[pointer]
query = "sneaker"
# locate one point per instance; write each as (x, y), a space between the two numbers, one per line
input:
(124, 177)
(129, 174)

_ _ _ _ _

## TASK INSTRUCTIONS
Reproduce all the material above line for line, without altering a single character.

## WORKED ANSWER
[pointer]
query = "sneaker"
# locate one point per instance; write each as (x, y), a space between the two numbers, one per line
input:
(124, 177)
(129, 174)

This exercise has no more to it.